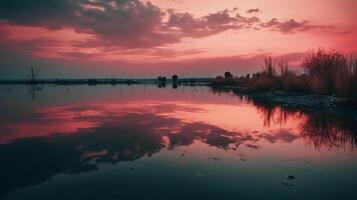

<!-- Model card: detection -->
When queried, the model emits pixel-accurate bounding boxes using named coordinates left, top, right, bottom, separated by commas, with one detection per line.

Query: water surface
left=0, top=85, right=357, bottom=200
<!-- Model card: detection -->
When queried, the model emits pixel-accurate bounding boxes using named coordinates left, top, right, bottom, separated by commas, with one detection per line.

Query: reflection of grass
left=212, top=49, right=357, bottom=99
left=249, top=95, right=357, bottom=149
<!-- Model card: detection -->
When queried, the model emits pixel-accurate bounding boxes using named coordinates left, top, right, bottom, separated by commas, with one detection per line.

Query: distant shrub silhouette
left=212, top=48, right=357, bottom=100
left=172, top=74, right=178, bottom=83
left=224, top=72, right=233, bottom=78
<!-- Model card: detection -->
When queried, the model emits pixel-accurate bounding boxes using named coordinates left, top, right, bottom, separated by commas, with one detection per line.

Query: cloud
left=247, top=8, right=260, bottom=14
left=260, top=18, right=336, bottom=34
left=167, top=10, right=259, bottom=38
left=0, top=0, right=258, bottom=48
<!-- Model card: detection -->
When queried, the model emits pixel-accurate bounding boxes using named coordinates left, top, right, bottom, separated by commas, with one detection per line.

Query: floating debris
left=238, top=153, right=247, bottom=161
left=280, top=181, right=294, bottom=187
left=208, top=157, right=222, bottom=161
left=286, top=175, right=296, bottom=180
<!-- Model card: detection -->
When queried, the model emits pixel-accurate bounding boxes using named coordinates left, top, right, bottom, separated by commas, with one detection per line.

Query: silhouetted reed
left=248, top=97, right=357, bottom=150
left=212, top=48, right=357, bottom=100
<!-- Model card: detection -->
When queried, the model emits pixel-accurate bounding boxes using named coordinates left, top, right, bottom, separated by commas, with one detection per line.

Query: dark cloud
left=260, top=18, right=336, bottom=33
left=247, top=8, right=260, bottom=14
left=167, top=10, right=259, bottom=38
left=0, top=0, right=258, bottom=48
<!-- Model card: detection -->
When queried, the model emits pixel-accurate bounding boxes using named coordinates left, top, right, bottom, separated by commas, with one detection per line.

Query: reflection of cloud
left=259, top=129, right=300, bottom=143
left=0, top=109, right=262, bottom=196
left=245, top=94, right=357, bottom=149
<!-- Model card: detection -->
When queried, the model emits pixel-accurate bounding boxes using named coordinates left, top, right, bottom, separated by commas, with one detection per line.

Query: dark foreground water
left=0, top=85, right=357, bottom=200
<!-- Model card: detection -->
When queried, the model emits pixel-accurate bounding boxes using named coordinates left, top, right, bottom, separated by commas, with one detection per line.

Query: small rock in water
left=286, top=175, right=296, bottom=180
left=208, top=157, right=222, bottom=160
left=280, top=181, right=294, bottom=187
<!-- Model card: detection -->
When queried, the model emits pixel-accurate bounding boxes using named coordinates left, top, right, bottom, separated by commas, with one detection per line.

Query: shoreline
left=0, top=78, right=213, bottom=85
left=210, top=85, right=357, bottom=120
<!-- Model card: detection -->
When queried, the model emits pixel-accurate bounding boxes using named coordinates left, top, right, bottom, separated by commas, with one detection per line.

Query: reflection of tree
left=300, top=113, right=357, bottom=148
left=246, top=95, right=357, bottom=149
left=0, top=113, right=246, bottom=198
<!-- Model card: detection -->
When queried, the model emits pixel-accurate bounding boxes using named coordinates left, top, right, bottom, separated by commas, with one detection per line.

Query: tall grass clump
left=277, top=58, right=308, bottom=92
left=303, top=48, right=357, bottom=98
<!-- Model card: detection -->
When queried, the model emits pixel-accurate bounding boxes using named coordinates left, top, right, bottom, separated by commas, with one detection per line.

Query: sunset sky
left=0, top=0, right=357, bottom=79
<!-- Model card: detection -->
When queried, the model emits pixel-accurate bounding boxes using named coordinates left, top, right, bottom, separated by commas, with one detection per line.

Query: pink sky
left=0, top=0, right=357, bottom=78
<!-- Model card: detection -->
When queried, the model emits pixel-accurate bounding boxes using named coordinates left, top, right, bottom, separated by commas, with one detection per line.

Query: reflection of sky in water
left=0, top=86, right=356, bottom=199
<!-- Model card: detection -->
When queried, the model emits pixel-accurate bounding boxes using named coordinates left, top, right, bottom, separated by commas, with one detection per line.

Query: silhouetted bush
left=213, top=48, right=357, bottom=100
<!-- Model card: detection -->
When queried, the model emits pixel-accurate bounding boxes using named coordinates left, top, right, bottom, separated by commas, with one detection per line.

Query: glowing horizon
left=0, top=0, right=357, bottom=78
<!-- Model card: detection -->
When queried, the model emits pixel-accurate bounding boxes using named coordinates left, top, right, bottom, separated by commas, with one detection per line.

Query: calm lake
left=0, top=85, right=357, bottom=200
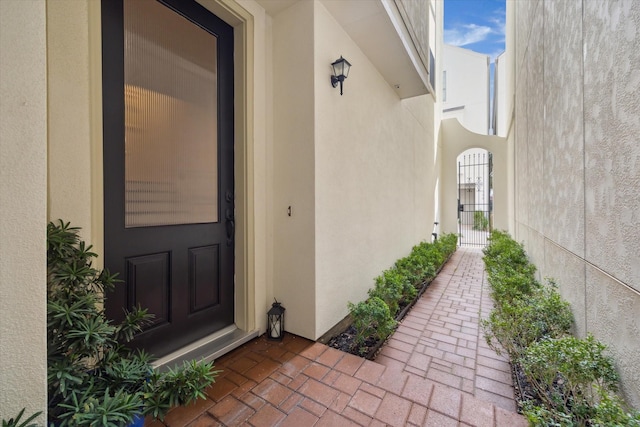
* * *
REQUIREMENTS
Count the lines in the listing that contain the word "reflection", treating uppercase and lowercase as different, and reply with the number alone.

WORKED ANSWER
4